2.3. Convert ImageDemo document to HTML

The ImageDemo configuration has been created to teach external consultants and local gurus how to configure XXE for XML documents embedding binary or XML images.

<command name="imgd.convertToHTML">
  <macro>
    <sequence>
      <command name="selectFile" parameter="saveFileURL" />
      <command name="imgd.toHTML" parameter='"%_"' />
    </sequence>
  </macro>
</command>

<command name="imgd.toHTML">
  <process>
    <mkdir dir="resources" />
    <mkdir dir="raw" />
    <copyDocument to="__doc.xml">
      <extract xpath="//imgd:image_ab/@data | //imgd:image_eb" toDir="raw">1
        <processingInstruction target="extracted" 
                               data="resources/{$url.rootName}.png" />
      </extract>
      <extract xpath="//imgd:*/svg:svg" toDir="raw">
        <processingInstruction target="extracted"

▸ **Given request**
Copy out the ImageDemo page starting at "The ImageDemo configuration" and ending at "or XML images.", substituting "in-house developers" for "external consultants". You won't need the lines that come next.

▸ **Collected material**
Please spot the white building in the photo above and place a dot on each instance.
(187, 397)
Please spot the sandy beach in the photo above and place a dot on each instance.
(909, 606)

▸ **Task solution**
The ImageDemo configuration has been created to teach in-house developers and local gurus how to configure XXE for XML documents embedding binary or XML images.